# Problem requirements
Each line of the material should be output exactly as shown.

◆ ◆ ◆

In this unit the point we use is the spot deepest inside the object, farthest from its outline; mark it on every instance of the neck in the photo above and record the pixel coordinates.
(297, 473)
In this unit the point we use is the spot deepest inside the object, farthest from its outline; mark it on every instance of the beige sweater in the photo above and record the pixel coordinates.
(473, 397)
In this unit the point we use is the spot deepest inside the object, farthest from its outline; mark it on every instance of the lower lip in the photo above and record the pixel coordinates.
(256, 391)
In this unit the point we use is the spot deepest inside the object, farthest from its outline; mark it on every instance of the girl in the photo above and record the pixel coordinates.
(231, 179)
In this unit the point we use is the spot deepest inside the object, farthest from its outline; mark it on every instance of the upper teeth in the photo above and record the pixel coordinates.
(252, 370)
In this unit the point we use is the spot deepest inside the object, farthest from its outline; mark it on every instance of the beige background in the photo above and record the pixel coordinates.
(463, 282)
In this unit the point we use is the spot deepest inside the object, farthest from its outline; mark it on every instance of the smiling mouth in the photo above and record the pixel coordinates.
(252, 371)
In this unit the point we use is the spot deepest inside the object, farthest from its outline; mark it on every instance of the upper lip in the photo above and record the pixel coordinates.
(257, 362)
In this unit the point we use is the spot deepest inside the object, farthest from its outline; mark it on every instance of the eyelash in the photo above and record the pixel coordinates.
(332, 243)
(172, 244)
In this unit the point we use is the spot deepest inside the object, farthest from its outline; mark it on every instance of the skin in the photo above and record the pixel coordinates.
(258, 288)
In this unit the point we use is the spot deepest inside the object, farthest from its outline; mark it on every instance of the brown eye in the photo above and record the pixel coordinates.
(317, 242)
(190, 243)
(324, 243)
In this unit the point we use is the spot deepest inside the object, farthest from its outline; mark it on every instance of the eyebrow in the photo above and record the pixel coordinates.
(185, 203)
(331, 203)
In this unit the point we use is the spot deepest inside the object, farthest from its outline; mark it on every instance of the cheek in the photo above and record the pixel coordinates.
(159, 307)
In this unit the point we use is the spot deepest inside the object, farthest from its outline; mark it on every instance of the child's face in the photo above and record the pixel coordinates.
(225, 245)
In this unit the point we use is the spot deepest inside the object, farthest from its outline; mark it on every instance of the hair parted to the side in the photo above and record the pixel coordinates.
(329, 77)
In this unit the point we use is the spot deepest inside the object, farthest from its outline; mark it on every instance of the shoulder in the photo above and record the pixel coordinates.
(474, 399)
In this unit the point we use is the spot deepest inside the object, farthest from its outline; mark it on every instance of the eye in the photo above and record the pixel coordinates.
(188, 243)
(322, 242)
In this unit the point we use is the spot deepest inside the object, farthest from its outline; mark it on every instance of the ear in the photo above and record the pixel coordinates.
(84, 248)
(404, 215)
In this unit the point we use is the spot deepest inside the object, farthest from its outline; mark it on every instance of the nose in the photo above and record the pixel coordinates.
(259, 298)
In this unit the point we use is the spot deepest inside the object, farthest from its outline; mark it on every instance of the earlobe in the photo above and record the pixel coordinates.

◆ ◆ ◆

# Answer for the task
In this unit the point we use is the spot deepest inside the object, farthest from its outline; mark it on every instance of the neck in the photo above and record the pixel coordinates.
(297, 473)
In this unit the point we use is the spot deepest inside the object, farthest from its outline; mark it on every instance of the beige sweater in the photo above and record the pixel coordinates.
(473, 397)
In this unit the point we use is the spot deepest inside the object, farthest from its outline; mark it on every instance of the lower lip in the photo above and record the pixel coordinates.
(256, 391)
In this unit the point we use is the spot deepest inside the object, farthest from its outline; mark it on every instance of the girl in the photo above and record the pixel coordinates.
(231, 179)
In this unit the point we use is the spot deepest inside the object, farthest from its outline; mark it on every instance of the upper teeth in the photo above and record the pixel coordinates.
(252, 370)
In this unit the point we use is the spot deepest inside the object, farthest from its outline; mark it on every instance of the beige background in the photo above and record the pixel coordinates.
(463, 282)
In this unit the point we use is the spot deepest inside the object, farthest from its outline; mark it on every instance of the smiling mouth in the photo above and record the pixel coordinates.
(252, 371)
In this unit the point we use is the spot deepest inside the object, farthest from its outline; mark it on every instance of the upper lip in the photo above and record the pixel coordinates.
(257, 362)
In this unit the point we use is the spot deepest inside the object, farthest from its outline; mark it on every instance of the eyelash in the photo above and record the pixel coordinates.
(332, 243)
(172, 244)
In this unit the point we use is the spot deepest inside the object, farthest from its outline; mark it on every instance of the skin in the photo above and record the pixel coordinates.
(258, 288)
In this unit the point we use is the spot deepest inside the object, farthest from its outline; mark it on every instance of the brown eye in the photo above and record the pixel coordinates.
(317, 242)
(190, 243)
(324, 243)
In this unit the point we use is the spot deepest inside the object, farthest from its outline; mark it on every instance of the eyebrow in the photo above and record the pixel coordinates.
(185, 203)
(331, 203)
In this unit the point we use is the spot deepest inside the object, farthest from its outline; mark it on every instance of the cheek in the photo above and record the pixel coordinates.
(159, 307)
In this unit the point we use is the spot deepest inside the object, farthest from its outline; mark it on every instance of the child's face in the photo above and record the pixel coordinates.
(225, 245)
In this unit the point we use is the spot deepest inside the object, farthest from its outline; mark it on every instance of the hair parted to the side in the photo above and record the pixel coordinates.
(329, 77)
In this unit the point we use is the spot deepest inside the object, farthest from its outline; mark it on every instance of the shoulder in the photo above and record the pixel coordinates.
(474, 399)
In this unit the point we use is the spot deepest inside the object, farthest from its outline; mark it on every instance of the eye in the photo above and record the pixel coordinates.
(188, 243)
(322, 242)
In this unit the point we use is the spot deepest inside the object, farthest from its outline; mark it on every instance of the ear in the photo above and record the pixel coordinates.
(84, 248)
(404, 215)
In this unit the point we use is the spot deepest inside the object, farthest from its outline; mark it on every instance of the nose in the photo above and record the pixel coordinates.
(259, 298)
In this unit the point we use is the spot deepest inside the object, farthest from its outline; mark it on every instance of the earlobe in the photo above and record the pixel coordinates.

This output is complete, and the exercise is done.